* [Some records]:
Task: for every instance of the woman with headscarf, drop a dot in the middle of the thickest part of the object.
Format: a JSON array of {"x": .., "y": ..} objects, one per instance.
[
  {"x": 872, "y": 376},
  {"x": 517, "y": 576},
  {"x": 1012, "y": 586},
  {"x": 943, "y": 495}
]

* [Your task]: Write out all of the lines above again in full, scaling every x and y coordinate by 1.3 and rounding each result to the nearest whole number, with halves rounded up.

* [Exercise result]:
Task: for every instance of the woman with headscarf, drop a dot in the middle of the thickest part of the object.
Format: a JSON array of {"x": .., "y": ..} objects, one per instance.
[
  {"x": 1134, "y": 489},
  {"x": 672, "y": 749},
  {"x": 1316, "y": 762},
  {"x": 1226, "y": 644}
]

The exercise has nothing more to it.